▶ [Activity]
Using the data that follows, state the number of lines holding the word "part", and give no other output.

▶ [Data extracts]
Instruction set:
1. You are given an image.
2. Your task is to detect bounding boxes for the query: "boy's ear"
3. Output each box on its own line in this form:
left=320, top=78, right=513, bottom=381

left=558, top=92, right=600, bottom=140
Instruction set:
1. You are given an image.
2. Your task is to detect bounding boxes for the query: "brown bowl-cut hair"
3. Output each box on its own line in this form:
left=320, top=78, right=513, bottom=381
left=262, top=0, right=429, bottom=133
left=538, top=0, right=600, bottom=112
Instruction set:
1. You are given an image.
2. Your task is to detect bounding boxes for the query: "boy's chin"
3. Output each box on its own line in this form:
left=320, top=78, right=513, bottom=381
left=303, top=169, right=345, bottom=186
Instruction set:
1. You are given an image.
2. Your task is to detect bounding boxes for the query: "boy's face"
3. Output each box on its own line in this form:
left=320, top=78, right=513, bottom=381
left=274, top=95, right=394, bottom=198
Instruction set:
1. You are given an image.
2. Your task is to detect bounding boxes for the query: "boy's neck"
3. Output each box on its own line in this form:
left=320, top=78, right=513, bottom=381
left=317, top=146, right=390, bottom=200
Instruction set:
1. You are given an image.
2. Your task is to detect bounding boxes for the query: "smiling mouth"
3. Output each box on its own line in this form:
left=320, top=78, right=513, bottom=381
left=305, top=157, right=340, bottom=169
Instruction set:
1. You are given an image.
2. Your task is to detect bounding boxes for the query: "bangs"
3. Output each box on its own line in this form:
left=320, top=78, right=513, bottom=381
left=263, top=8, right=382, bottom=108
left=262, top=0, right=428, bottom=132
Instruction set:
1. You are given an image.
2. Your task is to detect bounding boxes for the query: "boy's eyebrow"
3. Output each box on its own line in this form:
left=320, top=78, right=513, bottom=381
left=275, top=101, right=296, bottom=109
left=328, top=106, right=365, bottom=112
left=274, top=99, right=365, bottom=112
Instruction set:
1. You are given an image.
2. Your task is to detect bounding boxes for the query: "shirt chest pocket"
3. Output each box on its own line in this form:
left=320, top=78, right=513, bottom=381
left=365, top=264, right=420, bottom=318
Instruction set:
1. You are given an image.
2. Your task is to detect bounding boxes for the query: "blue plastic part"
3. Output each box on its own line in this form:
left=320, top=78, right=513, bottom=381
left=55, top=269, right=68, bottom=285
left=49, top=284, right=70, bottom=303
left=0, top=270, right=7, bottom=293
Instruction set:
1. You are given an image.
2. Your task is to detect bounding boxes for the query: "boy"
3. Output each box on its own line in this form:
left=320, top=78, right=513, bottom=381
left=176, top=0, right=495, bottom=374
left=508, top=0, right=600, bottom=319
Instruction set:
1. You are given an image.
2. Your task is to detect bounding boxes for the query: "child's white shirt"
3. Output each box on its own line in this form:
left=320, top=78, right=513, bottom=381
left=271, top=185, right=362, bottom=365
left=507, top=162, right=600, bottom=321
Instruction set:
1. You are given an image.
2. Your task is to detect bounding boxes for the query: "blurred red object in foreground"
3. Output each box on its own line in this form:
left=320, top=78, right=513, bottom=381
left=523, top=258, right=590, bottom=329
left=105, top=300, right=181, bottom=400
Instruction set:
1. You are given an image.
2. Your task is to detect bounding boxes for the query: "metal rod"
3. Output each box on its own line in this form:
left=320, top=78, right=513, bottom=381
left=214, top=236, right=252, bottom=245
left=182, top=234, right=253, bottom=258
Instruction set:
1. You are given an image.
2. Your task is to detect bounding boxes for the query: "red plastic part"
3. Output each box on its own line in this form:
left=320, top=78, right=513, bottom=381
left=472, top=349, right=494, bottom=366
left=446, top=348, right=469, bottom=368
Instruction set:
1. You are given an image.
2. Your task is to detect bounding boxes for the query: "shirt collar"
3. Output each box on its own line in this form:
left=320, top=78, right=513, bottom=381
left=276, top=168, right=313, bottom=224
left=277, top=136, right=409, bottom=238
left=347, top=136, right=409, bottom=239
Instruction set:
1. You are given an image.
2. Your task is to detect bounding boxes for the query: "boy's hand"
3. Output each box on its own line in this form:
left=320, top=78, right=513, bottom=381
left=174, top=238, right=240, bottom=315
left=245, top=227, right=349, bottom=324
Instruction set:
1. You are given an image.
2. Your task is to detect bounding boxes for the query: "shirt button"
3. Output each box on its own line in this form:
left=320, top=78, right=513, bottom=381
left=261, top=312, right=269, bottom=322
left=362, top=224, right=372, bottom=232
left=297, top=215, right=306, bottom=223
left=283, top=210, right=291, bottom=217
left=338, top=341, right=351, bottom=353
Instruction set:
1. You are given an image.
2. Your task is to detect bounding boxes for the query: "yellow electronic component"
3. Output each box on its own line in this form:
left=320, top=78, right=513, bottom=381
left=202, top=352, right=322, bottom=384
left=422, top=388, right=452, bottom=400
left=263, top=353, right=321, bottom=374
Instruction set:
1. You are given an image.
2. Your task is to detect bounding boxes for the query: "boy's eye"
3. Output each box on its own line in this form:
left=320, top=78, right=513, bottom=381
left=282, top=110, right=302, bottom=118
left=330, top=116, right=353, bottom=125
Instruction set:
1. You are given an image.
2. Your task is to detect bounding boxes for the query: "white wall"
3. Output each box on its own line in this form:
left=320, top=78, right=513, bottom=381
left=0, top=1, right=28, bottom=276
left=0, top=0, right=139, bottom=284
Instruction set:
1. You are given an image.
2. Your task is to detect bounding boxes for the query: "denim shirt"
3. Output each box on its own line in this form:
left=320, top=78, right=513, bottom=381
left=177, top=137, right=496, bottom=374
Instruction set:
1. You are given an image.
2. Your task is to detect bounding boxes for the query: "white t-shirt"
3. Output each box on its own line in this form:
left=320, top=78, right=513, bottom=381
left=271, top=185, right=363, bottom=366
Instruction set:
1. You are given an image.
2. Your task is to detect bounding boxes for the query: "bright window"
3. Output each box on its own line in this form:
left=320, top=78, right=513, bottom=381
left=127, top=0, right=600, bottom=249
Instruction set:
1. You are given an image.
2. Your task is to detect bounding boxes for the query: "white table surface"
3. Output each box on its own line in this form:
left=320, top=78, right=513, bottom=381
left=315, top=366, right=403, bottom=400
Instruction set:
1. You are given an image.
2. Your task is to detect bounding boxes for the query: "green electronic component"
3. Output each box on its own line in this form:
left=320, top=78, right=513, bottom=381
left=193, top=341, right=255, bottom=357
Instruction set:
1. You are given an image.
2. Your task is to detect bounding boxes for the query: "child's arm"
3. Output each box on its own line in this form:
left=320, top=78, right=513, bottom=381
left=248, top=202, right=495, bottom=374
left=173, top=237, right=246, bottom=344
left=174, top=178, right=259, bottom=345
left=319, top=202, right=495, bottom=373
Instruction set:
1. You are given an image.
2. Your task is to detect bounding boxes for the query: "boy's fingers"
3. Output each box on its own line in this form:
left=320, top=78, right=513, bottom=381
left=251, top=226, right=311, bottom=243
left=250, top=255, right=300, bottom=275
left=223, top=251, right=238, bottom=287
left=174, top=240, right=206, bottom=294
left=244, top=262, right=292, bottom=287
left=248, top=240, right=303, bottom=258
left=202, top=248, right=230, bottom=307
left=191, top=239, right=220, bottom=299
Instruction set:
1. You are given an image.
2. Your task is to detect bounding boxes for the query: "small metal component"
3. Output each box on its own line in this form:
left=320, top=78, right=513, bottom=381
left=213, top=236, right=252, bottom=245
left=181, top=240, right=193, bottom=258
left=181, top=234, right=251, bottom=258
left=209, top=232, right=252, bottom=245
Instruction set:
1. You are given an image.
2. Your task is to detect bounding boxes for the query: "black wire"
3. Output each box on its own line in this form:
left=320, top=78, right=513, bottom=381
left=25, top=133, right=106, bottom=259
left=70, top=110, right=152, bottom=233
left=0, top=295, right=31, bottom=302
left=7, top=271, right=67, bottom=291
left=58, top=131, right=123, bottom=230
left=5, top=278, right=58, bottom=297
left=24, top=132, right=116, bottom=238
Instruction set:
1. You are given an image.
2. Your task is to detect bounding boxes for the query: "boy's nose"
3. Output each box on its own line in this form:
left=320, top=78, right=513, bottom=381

▶ [Output below]
2